-- Data extracts follows --
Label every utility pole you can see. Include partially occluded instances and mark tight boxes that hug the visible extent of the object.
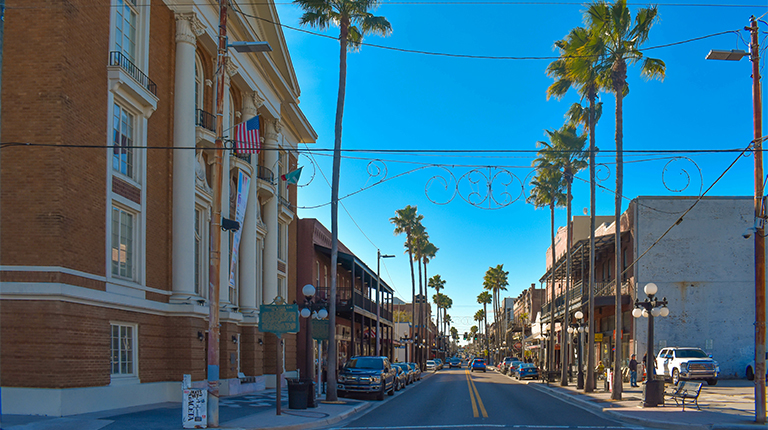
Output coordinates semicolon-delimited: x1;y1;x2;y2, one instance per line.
749;16;766;425
207;0;228;425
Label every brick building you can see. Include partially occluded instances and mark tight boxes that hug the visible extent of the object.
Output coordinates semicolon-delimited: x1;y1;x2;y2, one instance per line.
1;0;315;416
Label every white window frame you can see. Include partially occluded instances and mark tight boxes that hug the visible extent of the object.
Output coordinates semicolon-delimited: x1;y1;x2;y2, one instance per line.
112;102;137;181
110;0;148;73
111;204;139;281
194;200;211;298
195;54;204;111
110;322;139;384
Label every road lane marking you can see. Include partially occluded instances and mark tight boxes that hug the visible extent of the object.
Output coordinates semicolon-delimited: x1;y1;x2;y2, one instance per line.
465;369;479;417
465;369;488;418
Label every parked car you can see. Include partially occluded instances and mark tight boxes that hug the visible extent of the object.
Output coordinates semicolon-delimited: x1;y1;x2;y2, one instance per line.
426;360;437;371
447;357;462;368
499;357;515;374
471;358;487;373
338;356;397;400
656;347;719;386
394;363;413;385
516;363;539;380
746;352;768;381
393;365;407;391
407;362;422;381
434;358;444;370
507;360;524;377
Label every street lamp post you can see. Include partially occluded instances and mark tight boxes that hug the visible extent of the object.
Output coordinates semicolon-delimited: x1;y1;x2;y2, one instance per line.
706;17;765;424
632;282;669;407
376;251;395;357
300;284;329;404
567;310;587;389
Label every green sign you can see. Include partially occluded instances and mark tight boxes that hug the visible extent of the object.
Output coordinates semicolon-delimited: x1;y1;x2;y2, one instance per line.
259;304;299;334
311;319;330;341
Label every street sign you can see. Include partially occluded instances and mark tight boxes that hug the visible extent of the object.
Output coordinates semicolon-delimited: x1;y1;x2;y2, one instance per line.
312;318;329;341
259;304;299;334
594;333;603;342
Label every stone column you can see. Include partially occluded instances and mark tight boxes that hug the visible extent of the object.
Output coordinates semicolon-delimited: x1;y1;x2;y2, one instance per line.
239;92;263;314
262;118;280;304
171;13;203;301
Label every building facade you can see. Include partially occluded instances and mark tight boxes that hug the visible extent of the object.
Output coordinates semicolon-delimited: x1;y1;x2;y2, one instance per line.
1;0;315;416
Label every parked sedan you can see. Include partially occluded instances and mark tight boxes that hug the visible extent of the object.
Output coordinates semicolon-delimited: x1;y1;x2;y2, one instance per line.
434;358;444;370
471;358;487;372
507;361;524;377
408;362;422;381
516;363;540;380
394;363;413;385
393;365;408;390
426;360;437;371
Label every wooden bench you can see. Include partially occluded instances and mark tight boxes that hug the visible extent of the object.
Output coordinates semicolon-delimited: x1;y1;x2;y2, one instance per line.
667;381;703;411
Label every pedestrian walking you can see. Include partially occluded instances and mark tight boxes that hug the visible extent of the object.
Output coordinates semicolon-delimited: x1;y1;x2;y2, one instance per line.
629;354;638;387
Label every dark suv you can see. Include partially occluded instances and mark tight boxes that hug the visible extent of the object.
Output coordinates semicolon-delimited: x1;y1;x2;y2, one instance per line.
338;356;397;400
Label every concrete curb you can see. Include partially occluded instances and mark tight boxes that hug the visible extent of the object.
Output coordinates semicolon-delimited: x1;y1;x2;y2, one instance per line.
252;402;372;430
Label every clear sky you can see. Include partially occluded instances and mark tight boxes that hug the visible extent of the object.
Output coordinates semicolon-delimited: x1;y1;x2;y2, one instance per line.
272;1;768;343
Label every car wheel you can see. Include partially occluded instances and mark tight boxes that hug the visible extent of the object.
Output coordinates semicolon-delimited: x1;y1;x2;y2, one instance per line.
672;368;680;386
706;379;718;386
377;385;386;401
747;366;755;381
388;381;395;396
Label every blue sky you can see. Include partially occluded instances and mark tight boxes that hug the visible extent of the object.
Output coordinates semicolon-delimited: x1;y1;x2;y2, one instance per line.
273;1;768;342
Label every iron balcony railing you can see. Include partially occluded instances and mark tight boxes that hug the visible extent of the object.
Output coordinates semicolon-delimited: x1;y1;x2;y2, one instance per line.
195;108;215;132
233;152;251;163
257;165;274;184
109;51;157;96
541;279;632;320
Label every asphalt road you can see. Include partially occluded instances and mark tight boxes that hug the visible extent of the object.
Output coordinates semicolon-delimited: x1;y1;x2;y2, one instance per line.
330;367;644;430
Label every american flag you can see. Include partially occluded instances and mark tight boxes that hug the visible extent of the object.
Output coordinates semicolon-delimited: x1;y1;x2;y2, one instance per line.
234;116;260;154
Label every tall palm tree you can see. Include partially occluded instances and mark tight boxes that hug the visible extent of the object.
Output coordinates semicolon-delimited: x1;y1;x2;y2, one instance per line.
391;205;423;366
410;222;428;367
422;242;439;352
528;162;566;374
477;291;492;360
547;23;607;393
442;297;453;352
483;265;509;364
296;0;391;402
583;0;665;399
429;275;446;355
536;125;588;385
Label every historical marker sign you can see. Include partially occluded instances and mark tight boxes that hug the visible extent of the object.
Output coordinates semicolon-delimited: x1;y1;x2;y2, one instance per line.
259;304;299;334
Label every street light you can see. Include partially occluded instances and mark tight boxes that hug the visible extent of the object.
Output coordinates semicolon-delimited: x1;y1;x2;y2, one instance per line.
633;282;669;407
567;310;587;389
707;17;765;423
300;284;328;403
376;251;395;357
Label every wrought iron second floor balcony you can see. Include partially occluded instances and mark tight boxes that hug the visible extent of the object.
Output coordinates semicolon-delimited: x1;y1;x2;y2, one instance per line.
195;108;215;133
257;165;274;185
314;286;393;324
109;51;157;96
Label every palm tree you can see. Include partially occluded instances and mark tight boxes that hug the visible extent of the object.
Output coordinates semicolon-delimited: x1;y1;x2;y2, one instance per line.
583;0;665;399
422;242;439;352
536;125;588;385
442;297;453;353
483;265;509;364
391;205;423;367
296;0;392;402
429;274;446;352
528;161;566;374
410;222;428;367
477;291;492;360
547;23;607;393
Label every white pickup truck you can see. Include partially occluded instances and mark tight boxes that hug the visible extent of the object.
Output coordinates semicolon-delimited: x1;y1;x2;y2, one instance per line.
655;347;719;386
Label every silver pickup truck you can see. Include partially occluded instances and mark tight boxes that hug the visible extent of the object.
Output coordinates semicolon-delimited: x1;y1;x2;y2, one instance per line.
656;347;719;386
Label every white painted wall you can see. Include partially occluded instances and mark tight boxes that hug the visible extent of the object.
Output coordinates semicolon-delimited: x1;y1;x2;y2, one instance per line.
632;196;762;378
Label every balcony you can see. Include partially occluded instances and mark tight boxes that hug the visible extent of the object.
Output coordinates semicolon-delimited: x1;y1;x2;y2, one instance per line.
257;165;274;184
233;152;251;163
195;109;215;132
334;288;392;322
541;279;632;322
109;51;157;96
-- Data extracts concluded --
Task brief:
Return every line of the records in which the word "street" is found.

Answer to this problem:
Label every street lamp post you can see. Include partially occluded instances and mark tight boxes that hug the visible extent of the object.
Label every street sign you can see. Include partially occluded instances and mark tight boxes that hug the visible extent of the object.
Label every street light you can see. Include partially occluded instances and mark tight boxes that hug the visible extent of the object.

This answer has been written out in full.